- [GOAL OF THE EXERCISE]:
Key in the whole listing below again, keeping every word as it is.
[Start of Attachment]
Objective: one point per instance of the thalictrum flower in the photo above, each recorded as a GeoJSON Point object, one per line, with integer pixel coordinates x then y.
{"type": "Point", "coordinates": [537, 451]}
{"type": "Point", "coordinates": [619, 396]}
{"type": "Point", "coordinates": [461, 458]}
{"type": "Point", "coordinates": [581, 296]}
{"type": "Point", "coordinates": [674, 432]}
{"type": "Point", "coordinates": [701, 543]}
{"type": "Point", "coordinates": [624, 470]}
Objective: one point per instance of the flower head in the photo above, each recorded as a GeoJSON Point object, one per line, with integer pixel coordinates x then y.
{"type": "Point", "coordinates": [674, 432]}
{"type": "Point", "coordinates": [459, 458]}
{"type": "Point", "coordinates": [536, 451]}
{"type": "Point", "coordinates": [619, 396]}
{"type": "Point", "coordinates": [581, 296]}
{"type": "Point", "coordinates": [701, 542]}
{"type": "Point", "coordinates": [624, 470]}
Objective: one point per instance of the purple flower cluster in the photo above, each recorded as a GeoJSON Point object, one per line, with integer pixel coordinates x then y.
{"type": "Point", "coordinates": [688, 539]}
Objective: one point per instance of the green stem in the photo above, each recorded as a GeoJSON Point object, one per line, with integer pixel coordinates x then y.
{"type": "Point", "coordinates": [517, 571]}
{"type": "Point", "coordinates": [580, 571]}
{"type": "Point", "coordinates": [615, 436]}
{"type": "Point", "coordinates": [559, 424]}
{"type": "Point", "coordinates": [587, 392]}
[End of Attachment]
- [THE COMPLETED TASK]:
Objective: one point per instance of the thalictrum flower in the photo above, each recorded as a GeoJSON Point object, one per line, with integer pixel coordinates x then y.
{"type": "Point", "coordinates": [537, 451]}
{"type": "Point", "coordinates": [619, 396]}
{"type": "Point", "coordinates": [461, 458]}
{"type": "Point", "coordinates": [581, 296]}
{"type": "Point", "coordinates": [674, 432]}
{"type": "Point", "coordinates": [701, 543]}
{"type": "Point", "coordinates": [624, 470]}
Objective: one point per instance of the flower head in the photo above, each recorded as a GeoJSON Point object, one per line, with integer pixel coordinates x then y.
{"type": "Point", "coordinates": [674, 432]}
{"type": "Point", "coordinates": [459, 458]}
{"type": "Point", "coordinates": [536, 451]}
{"type": "Point", "coordinates": [619, 396]}
{"type": "Point", "coordinates": [581, 296]}
{"type": "Point", "coordinates": [701, 542]}
{"type": "Point", "coordinates": [624, 470]}
Objective: one point per instance of the purple flower cluster in the photo above, each recorded as a GeoJSON Point object, one per line, with integer pixel coordinates x then y.
{"type": "Point", "coordinates": [688, 539]}
Objective: one point per instance of the green stem in the photo above, each recorded as a GeoJSON Point object, one per line, with integer pixel coordinates x then y.
{"type": "Point", "coordinates": [517, 571]}
{"type": "Point", "coordinates": [580, 571]}
{"type": "Point", "coordinates": [615, 436]}
{"type": "Point", "coordinates": [559, 424]}
{"type": "Point", "coordinates": [587, 392]}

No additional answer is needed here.